# [PROBLEM TO WORK ON]
Echo the text of each entry below line for line, omitting the pictures from your answer.

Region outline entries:
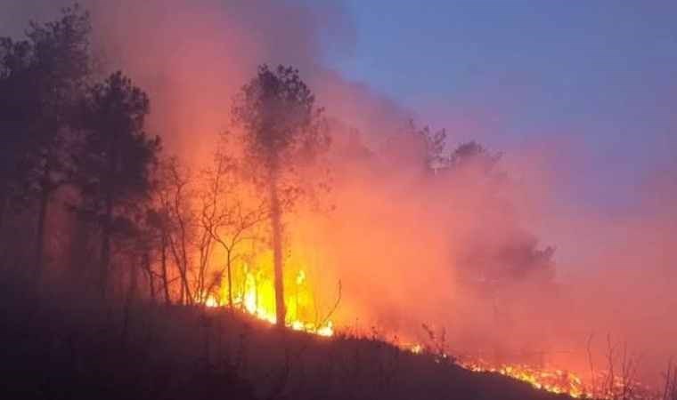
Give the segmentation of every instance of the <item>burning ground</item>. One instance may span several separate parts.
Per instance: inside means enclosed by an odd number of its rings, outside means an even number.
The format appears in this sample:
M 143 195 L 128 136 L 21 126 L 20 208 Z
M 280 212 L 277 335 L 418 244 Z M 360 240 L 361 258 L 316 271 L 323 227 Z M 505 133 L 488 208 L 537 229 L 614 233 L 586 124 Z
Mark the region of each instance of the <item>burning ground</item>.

# [WRITTEN RESPONSE]
Give the segmentation of every instance of the <item>burning ground</item>. One instance may span several separate parts.
Per instance: inside means enclosed by an odd number of its rings, outside means an even number.
The format appears in this sample:
M 143 195 L 128 136 L 21 126 L 20 208 Z
M 280 212 L 277 335 L 418 244 Z M 360 240 L 361 258 L 316 271 L 323 227 Z M 505 133 L 488 208 L 537 229 L 614 233 L 586 124 Z
Mark the region of each instance of the <item>burning ground</item>.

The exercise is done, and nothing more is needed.